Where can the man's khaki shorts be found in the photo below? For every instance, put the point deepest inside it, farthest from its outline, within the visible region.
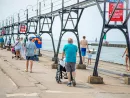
(70, 67)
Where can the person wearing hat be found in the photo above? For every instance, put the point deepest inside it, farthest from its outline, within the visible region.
(30, 51)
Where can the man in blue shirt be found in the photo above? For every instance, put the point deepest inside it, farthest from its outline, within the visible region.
(70, 52)
(30, 52)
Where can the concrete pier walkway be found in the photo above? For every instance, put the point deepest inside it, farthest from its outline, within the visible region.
(41, 83)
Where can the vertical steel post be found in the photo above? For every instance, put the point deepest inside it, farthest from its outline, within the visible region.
(39, 21)
(52, 33)
(95, 73)
(58, 47)
(27, 26)
(127, 32)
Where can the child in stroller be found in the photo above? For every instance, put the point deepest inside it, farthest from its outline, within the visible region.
(61, 71)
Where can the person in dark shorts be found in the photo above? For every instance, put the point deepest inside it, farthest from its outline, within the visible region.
(30, 52)
(126, 59)
(70, 52)
(84, 46)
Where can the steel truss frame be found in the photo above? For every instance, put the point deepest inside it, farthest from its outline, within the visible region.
(47, 20)
(107, 27)
(78, 11)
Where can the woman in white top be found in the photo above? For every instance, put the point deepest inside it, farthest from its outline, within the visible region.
(84, 46)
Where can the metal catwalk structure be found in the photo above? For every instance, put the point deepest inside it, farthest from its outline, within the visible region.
(70, 12)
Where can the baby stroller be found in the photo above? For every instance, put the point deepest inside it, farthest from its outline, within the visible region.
(61, 71)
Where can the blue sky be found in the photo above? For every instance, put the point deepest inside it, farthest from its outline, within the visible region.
(90, 24)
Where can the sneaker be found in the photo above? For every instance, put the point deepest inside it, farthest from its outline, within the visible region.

_ _ _

### Your task
Rewrite the data from the line containing "Where can the vertical" through the end, inclusive, switching every "steel" to "iron" and leaving everything else unchanged.

### Task answer
Where can the vertical iron post be found in the photo above? For every instance, put the point deepest inside it, farthest from its outline, within the visible region.
(39, 21)
(52, 33)
(95, 73)
(58, 47)
(27, 26)
(127, 32)
Where can the child in stroller be found in the photo above? For every instance, put the point deepest inside it, farthest from its outline, within the visible region.
(61, 71)
Where can the person in dark shorts be found in the photo above? For every instance, put the point deepest inside it, farthest from its outline, within the visible region.
(30, 52)
(126, 59)
(70, 52)
(84, 46)
Where can the iron truss frame be found in the photo above? For every instance, put the point deepest inside it, farthest from its outline, within the visible region.
(47, 20)
(107, 27)
(78, 11)
Where can the woman in white top be found in the photo above? For every instance, put the point deepest inside it, farthest from its outline, within the visible region.
(84, 46)
Where can the metal catwalk structure be found in the photo above? For every instance, put the point deepest inside it, farthest from its outline, within the visible region.
(70, 12)
Where can the baby stroller be found in the photo above? For every instance, put the point deepest inside it, farthest from its outline, within the visible region.
(61, 71)
Where can the blue sky be found in the photo above? For every instance, put the point deepest inside it, farthest from its outline, within the visible region.
(90, 24)
Where can the sneaker be found in the photo above? For every instance, put the point deepest inside it, farthest from its outline, within the visible region.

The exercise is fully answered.